**Directions:**
Pick out and copy every line of the items below that contains the word "fence". Case counts.

**Excerpts of pointing data:**
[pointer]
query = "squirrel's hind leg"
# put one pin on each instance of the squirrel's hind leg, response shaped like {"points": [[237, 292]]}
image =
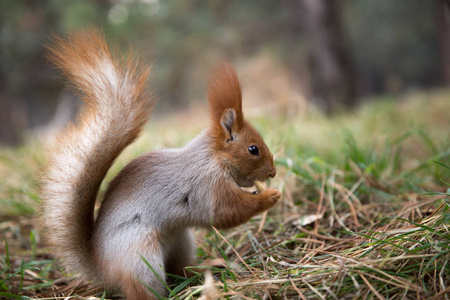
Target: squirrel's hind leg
{"points": [[181, 254], [131, 273]]}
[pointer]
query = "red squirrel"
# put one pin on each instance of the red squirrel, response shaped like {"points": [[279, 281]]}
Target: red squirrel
{"points": [[149, 206]]}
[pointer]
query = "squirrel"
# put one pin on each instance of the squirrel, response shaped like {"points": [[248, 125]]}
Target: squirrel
{"points": [[149, 206]]}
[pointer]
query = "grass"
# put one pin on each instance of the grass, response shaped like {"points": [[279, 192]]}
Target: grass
{"points": [[364, 215]]}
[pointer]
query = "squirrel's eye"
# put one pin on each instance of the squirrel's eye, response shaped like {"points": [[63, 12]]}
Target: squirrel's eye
{"points": [[253, 150]]}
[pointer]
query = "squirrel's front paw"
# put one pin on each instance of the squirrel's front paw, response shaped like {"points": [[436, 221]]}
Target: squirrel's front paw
{"points": [[271, 196]]}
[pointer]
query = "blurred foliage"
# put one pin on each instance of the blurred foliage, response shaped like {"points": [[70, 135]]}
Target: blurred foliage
{"points": [[394, 44]]}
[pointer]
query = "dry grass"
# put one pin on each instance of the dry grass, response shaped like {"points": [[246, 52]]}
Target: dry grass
{"points": [[364, 215]]}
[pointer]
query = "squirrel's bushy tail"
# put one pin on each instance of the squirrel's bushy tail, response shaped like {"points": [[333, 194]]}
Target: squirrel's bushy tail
{"points": [[116, 108]]}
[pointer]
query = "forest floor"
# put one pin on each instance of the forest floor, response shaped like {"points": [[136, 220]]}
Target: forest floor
{"points": [[364, 213]]}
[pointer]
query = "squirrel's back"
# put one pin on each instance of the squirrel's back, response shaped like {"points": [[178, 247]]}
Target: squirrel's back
{"points": [[116, 107]]}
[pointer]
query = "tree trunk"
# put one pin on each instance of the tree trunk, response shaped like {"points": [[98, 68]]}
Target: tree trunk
{"points": [[443, 26], [332, 75]]}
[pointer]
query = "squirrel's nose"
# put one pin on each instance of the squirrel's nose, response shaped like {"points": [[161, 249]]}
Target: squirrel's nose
{"points": [[273, 173]]}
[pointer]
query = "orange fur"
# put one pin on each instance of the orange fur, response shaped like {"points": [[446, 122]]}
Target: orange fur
{"points": [[224, 92], [148, 207]]}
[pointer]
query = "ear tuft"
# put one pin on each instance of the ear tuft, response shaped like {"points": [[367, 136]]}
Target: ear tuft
{"points": [[224, 94], [227, 121]]}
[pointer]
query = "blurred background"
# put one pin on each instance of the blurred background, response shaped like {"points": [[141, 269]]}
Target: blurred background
{"points": [[331, 54]]}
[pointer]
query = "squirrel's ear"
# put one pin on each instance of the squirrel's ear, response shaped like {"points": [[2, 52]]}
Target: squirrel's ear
{"points": [[228, 122], [225, 102]]}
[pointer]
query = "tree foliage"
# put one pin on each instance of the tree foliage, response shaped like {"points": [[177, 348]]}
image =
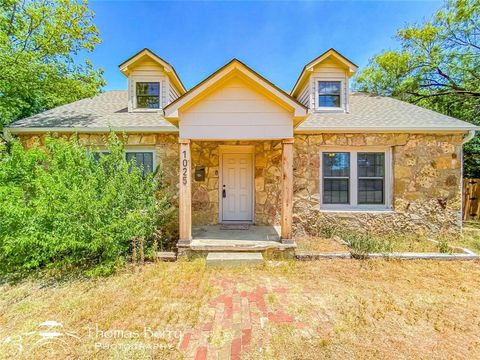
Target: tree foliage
{"points": [[437, 66], [62, 208], [39, 43]]}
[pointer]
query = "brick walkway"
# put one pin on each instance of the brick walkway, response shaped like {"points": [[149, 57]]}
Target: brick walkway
{"points": [[236, 321]]}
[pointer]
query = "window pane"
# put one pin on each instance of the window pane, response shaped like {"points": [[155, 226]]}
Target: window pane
{"points": [[329, 87], [149, 102], [371, 164], [144, 88], [335, 191], [143, 160], [370, 191], [336, 164], [329, 100], [148, 95]]}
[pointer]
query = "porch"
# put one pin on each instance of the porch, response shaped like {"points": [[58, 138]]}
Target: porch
{"points": [[235, 238], [231, 188]]}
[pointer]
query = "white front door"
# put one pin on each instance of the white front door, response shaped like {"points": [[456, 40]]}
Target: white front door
{"points": [[237, 187]]}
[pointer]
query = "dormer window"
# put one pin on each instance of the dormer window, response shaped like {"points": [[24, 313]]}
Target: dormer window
{"points": [[329, 94], [148, 95]]}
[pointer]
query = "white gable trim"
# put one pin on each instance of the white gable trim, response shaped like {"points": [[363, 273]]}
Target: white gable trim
{"points": [[172, 110], [169, 70]]}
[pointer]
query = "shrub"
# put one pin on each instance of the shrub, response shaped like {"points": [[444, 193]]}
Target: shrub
{"points": [[362, 244], [62, 207]]}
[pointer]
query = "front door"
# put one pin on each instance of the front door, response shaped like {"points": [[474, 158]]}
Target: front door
{"points": [[237, 187]]}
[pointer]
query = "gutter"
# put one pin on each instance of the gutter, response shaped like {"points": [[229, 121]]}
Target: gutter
{"points": [[470, 136], [38, 130], [319, 130]]}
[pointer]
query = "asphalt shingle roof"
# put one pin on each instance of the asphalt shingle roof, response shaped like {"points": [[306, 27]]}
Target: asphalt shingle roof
{"points": [[104, 111], [366, 112]]}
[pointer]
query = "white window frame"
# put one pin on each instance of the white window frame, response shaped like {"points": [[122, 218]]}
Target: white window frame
{"points": [[353, 184], [142, 149], [146, 79], [342, 95]]}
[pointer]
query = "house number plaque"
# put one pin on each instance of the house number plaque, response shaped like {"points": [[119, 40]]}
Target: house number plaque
{"points": [[184, 168]]}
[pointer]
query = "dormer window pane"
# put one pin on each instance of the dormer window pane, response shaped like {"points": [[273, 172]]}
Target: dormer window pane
{"points": [[329, 93], [148, 95]]}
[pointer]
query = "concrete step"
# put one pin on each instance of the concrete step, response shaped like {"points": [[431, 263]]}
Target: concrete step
{"points": [[234, 258]]}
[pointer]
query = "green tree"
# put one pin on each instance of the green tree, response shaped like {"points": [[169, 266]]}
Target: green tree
{"points": [[437, 66], [64, 207], [39, 41]]}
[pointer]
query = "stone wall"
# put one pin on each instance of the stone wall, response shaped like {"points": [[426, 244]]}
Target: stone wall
{"points": [[426, 188], [205, 194], [426, 174]]}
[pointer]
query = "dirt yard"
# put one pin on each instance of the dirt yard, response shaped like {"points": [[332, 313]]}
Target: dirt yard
{"points": [[342, 309]]}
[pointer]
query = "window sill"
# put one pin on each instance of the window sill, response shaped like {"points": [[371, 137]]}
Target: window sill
{"points": [[329, 110], [146, 110], [358, 210]]}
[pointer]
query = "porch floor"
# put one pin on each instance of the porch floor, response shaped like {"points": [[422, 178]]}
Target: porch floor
{"points": [[256, 238]]}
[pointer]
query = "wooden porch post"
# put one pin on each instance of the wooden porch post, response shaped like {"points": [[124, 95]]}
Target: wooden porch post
{"points": [[287, 191], [185, 193]]}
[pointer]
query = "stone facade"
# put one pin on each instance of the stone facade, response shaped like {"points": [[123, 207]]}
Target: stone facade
{"points": [[426, 179], [426, 184]]}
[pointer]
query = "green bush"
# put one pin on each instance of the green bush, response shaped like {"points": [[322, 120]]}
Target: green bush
{"points": [[60, 207], [362, 244]]}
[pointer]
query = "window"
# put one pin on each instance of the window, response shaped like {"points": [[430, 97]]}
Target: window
{"points": [[148, 95], [143, 159], [355, 179], [371, 178], [336, 178], [329, 94]]}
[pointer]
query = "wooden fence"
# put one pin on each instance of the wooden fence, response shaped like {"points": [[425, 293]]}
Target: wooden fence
{"points": [[471, 199]]}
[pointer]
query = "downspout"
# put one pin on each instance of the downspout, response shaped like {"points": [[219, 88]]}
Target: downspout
{"points": [[467, 138]]}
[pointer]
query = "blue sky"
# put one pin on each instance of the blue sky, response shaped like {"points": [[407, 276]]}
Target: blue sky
{"points": [[275, 38]]}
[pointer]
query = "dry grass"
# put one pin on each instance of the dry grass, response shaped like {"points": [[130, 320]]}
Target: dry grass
{"points": [[311, 243], [159, 296], [471, 237], [352, 309], [381, 310]]}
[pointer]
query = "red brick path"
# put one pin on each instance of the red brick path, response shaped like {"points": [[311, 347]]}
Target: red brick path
{"points": [[235, 318]]}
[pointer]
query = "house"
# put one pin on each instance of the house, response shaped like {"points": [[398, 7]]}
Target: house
{"points": [[238, 149]]}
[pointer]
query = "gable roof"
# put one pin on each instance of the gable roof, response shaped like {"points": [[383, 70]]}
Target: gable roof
{"points": [[169, 69], [235, 66], [370, 113], [100, 113], [330, 52]]}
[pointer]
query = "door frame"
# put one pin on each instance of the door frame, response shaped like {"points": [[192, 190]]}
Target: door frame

**Exercise solution:**
query = "wooden fence"
# put one pin on each instance of the wooden fence, response shaped like {"points": [[425, 293]]}
Target: wooden fence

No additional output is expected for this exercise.